§ TO DO
Take the entries below and print all of them exactly, please.

§ INPUT RECORDS
----------
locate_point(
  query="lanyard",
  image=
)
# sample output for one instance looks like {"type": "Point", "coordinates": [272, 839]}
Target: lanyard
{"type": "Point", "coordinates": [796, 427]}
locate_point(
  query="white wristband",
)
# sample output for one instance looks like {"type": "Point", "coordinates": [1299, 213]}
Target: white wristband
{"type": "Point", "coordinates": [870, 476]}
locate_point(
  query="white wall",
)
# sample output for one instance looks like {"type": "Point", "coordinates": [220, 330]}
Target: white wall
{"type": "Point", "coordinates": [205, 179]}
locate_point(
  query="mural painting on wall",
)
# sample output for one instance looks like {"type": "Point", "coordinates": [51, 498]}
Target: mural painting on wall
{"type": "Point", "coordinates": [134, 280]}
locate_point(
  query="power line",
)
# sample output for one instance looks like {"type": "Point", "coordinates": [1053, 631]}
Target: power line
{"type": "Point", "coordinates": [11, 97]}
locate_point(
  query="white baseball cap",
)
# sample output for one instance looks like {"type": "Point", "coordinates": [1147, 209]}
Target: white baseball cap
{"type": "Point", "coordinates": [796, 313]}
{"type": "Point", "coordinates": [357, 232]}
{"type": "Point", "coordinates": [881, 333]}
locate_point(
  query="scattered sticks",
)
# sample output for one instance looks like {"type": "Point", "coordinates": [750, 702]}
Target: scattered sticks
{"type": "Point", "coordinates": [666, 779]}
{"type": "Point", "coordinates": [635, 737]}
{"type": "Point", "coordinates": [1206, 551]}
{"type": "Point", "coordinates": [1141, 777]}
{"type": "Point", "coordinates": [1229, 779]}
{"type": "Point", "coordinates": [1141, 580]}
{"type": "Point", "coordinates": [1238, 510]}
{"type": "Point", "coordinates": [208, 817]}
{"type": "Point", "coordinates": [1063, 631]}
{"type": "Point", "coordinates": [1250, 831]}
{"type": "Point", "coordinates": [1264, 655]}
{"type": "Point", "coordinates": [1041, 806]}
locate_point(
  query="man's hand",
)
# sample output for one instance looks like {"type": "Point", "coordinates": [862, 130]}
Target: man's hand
----------
§ RESPONSE TO THE EXERCISE
locate_point(
  query="lanyard",
  image=
)
# sample output for one instance looks like {"type": "Point", "coordinates": [272, 839]}
Target: lanyard
{"type": "Point", "coordinates": [796, 427]}
locate_point(
  query="white wristband",
)
# sample output for one instance looks like {"type": "Point", "coordinates": [1299, 213]}
Target: white wristband
{"type": "Point", "coordinates": [870, 476]}
locate_point(
  query="white wall",
)
# sample output for one instance looks like {"type": "Point", "coordinates": [220, 330]}
Target: white wall
{"type": "Point", "coordinates": [205, 179]}
locate_point(
  query="mural painting on wall",
)
# sample output for one instance looks like {"type": "Point", "coordinates": [51, 498]}
Target: mural painting on wall
{"type": "Point", "coordinates": [134, 280]}
locate_point(
  query="power line",
)
# sample output for one instance looks like {"type": "Point", "coordinates": [1053, 631]}
Target: power line
{"type": "Point", "coordinates": [11, 97]}
locate_point(
  query="white baseball cap",
)
# sample output for one instance looks like {"type": "Point", "coordinates": [1147, 209]}
Target: white baseball cap
{"type": "Point", "coordinates": [796, 313]}
{"type": "Point", "coordinates": [357, 232]}
{"type": "Point", "coordinates": [881, 333]}
locate_point(
  query="scattered sticks",
)
# sample output for one instance looks like {"type": "Point", "coordinates": [750, 702]}
Target: scattered sticks
{"type": "Point", "coordinates": [666, 779]}
{"type": "Point", "coordinates": [635, 737]}
{"type": "Point", "coordinates": [1206, 551]}
{"type": "Point", "coordinates": [1141, 777]}
{"type": "Point", "coordinates": [1229, 779]}
{"type": "Point", "coordinates": [1141, 580]}
{"type": "Point", "coordinates": [1238, 510]}
{"type": "Point", "coordinates": [208, 817]}
{"type": "Point", "coordinates": [1063, 631]}
{"type": "Point", "coordinates": [1250, 831]}
{"type": "Point", "coordinates": [1264, 655]}
{"type": "Point", "coordinates": [1041, 806]}
locate_point(
  query="man's hand",
)
# sample output for one instance looks like {"type": "Point", "coordinates": [862, 130]}
Target: man's hand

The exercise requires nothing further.